Reading text:
BEGIN
An external administrator (voluntary administrator) is appointed in this insolvency process, either by the director(s) or a secured creditor. Voluntary administration allows for companies to put a proposal to the creditors instead of going into liquidation. Voluntary administration allows for the preservation of a company’s structure to provide the best possible result for creditors.

Director Penalty Notices (“DPN”):

A Director Penalty Notice is issued by the Australian Tax Office to a company that is not paying its Pay as You Go (“PAYG”) tax and/or Superannuation Guarantee Charge (“SGC”). The director(s) is warned in a Director Penalty Notice that they have personal responsibility for company tax. They are personally liable to pay a penalty that is equal to the company’s PAYG and/or SGC. The director(s) has 21 days from when the notice is posted to avoid personal liability by either having the company pay the debts, placing the company into voluntary administration or placing the company into liquidation.

Setting aside winding up applications:

A winding up application is the process that precedes the winding up of a company. An authorised person can apply to the court to have a company wound up if it is found to be insolvent. The court must find the company to be insolvent before granting a winding up order. The court is required to find a company insolvent if they fail to comply with a statutory demand.

Contesting statutory demands:

A statutory demand is a demand that is made on a company, requiring that a debt is paid within 21 days. Failure to comply with a statutory demand will result in the company being found insolvent. Our litigation lawyers can help you regardless of whether you are looking to pay the debt, dispute the claim, apply to the court to set aside the statutory demand or settle.
END
Given data:
BEGIN
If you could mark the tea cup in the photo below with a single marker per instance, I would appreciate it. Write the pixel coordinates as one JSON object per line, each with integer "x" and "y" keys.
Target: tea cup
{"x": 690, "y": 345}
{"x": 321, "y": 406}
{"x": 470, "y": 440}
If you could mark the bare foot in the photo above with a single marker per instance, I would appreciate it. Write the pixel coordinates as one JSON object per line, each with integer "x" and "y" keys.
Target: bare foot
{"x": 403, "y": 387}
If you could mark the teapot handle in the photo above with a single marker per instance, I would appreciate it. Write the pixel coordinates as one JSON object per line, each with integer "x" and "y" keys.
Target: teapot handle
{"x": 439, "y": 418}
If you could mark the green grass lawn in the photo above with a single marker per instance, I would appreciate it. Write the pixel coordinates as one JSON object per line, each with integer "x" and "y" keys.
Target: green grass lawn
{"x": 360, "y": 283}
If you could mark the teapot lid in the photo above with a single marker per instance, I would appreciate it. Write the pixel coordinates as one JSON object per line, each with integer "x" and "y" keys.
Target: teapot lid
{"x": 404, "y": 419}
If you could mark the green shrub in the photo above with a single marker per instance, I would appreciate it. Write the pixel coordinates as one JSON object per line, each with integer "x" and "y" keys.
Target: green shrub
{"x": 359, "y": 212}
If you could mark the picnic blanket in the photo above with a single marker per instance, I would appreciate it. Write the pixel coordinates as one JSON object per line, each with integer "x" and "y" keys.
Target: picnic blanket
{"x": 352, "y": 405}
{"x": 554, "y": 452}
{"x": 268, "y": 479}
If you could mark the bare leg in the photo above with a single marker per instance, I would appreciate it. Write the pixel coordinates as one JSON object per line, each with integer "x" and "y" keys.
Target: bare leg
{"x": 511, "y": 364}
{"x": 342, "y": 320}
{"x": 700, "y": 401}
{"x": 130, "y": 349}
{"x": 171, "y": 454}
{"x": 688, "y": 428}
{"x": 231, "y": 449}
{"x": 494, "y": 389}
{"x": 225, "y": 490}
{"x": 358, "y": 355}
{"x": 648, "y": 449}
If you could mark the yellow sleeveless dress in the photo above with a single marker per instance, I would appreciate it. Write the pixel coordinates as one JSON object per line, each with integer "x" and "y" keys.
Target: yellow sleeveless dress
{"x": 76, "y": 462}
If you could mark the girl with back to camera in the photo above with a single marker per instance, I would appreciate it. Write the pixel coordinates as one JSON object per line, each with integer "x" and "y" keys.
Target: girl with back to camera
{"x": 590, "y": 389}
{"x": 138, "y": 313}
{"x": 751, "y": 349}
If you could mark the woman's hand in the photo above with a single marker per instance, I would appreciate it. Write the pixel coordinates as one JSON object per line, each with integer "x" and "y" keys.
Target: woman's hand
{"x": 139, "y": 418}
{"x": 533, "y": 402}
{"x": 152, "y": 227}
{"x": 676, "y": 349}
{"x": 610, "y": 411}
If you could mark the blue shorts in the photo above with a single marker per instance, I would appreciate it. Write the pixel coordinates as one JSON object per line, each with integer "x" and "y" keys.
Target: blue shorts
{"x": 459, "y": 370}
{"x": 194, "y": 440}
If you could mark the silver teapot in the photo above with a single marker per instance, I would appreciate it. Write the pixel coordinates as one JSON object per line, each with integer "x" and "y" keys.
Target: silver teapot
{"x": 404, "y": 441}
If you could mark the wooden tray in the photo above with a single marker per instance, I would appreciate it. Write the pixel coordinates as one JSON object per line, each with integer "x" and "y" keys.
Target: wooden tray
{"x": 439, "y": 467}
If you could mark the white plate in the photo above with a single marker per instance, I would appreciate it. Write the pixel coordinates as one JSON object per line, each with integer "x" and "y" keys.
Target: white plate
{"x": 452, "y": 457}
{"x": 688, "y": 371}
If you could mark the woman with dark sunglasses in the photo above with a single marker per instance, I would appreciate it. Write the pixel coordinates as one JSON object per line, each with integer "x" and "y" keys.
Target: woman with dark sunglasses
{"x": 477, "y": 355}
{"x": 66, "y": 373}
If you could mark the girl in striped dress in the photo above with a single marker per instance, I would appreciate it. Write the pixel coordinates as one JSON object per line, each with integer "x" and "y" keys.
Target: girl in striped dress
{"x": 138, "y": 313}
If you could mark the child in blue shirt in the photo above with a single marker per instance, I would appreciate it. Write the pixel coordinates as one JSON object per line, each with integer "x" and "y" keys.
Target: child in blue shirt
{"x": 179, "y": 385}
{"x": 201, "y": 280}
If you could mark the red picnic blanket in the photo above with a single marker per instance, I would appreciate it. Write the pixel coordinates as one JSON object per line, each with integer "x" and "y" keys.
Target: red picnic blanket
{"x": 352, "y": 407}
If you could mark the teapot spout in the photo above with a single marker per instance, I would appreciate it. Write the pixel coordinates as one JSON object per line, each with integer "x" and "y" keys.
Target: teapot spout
END
Requirements: According to the reading text, how many days does a director have from when a Director Penalty Notice is posted to avoid personal liability?

Exercise response: 21 days.